◆ Task description
Please rewrite the lines from the one containing "written like (10,172)." through the one containing "Target: warm glow", inclusive, switching "warm glow" to "golden light" and leaving everything else unchanged.

◆ Task material
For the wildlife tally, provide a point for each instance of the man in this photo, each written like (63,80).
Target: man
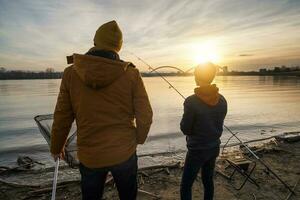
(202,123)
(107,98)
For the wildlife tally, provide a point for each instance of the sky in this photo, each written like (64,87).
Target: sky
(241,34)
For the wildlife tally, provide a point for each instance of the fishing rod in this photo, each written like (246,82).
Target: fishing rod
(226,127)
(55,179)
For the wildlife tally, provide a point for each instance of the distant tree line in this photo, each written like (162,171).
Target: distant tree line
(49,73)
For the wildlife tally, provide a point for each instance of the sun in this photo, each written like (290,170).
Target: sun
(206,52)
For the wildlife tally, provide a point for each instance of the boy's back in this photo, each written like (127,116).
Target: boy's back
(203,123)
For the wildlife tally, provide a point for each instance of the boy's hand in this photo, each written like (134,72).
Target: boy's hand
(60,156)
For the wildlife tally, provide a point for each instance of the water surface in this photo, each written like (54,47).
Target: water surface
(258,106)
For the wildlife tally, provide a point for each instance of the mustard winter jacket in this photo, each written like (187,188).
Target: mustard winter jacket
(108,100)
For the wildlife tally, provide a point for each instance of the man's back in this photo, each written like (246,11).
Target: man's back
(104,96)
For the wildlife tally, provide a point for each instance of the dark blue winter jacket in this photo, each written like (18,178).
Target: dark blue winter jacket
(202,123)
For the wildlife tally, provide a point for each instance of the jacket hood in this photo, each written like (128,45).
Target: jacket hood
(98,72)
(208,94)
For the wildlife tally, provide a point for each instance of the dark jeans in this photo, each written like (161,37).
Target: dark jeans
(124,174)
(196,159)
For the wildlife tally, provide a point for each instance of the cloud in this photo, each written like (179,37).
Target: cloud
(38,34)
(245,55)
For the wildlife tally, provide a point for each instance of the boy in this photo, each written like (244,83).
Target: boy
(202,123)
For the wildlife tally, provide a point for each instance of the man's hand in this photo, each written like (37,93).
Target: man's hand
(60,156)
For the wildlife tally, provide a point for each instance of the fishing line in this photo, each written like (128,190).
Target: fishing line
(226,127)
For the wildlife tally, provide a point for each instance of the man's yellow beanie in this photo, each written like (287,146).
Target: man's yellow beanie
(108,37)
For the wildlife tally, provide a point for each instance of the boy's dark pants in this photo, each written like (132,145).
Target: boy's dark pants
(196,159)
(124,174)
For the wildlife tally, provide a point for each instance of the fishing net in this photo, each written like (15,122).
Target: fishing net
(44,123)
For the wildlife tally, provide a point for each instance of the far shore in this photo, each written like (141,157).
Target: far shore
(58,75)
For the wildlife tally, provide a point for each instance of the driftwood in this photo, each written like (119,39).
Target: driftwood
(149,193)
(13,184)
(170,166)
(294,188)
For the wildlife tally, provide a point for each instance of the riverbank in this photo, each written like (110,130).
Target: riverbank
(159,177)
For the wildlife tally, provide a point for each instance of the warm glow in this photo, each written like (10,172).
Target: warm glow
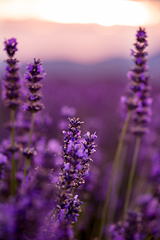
==
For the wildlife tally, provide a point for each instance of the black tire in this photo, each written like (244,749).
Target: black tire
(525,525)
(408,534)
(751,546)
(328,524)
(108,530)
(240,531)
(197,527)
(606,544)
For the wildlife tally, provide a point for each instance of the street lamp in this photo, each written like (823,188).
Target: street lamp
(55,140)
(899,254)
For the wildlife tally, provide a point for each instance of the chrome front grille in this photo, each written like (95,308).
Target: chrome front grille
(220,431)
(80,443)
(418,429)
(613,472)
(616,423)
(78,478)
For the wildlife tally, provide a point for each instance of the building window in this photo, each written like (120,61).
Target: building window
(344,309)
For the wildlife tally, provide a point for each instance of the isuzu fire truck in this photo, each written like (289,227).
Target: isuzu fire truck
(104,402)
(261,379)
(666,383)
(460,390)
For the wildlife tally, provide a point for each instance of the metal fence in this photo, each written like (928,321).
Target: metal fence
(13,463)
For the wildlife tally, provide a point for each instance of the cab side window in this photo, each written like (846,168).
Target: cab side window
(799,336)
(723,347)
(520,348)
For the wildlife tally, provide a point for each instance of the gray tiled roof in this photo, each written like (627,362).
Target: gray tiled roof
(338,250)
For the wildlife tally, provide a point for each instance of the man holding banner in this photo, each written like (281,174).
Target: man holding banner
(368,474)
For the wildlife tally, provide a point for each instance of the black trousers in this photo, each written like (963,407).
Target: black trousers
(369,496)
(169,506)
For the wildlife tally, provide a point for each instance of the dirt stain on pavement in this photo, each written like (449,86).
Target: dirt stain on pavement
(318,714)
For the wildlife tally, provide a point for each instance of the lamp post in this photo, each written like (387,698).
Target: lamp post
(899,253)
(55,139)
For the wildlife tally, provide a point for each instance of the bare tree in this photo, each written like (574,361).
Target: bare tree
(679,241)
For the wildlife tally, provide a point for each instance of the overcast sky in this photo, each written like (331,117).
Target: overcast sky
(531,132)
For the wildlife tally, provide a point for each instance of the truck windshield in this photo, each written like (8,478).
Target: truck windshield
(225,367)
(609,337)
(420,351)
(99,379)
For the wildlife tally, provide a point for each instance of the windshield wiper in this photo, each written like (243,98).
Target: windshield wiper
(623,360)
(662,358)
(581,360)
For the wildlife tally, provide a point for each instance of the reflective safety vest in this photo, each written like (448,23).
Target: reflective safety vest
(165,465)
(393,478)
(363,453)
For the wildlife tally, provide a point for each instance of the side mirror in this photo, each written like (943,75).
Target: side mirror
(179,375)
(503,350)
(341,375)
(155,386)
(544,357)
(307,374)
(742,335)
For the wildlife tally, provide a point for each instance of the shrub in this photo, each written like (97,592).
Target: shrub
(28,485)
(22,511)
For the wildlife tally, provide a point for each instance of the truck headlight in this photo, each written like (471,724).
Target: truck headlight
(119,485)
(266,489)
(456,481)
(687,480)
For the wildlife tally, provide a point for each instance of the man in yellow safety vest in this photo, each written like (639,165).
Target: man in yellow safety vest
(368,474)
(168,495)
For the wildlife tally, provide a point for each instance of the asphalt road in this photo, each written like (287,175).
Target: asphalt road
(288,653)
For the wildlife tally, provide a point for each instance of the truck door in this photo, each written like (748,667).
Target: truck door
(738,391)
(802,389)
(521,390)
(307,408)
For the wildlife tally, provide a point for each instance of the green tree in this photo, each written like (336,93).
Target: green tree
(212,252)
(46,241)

◆ Response for this exercise
For the wildlife tally, provide a point for each instance of the golden light in this photo, each written like (10,172).
Target: golden light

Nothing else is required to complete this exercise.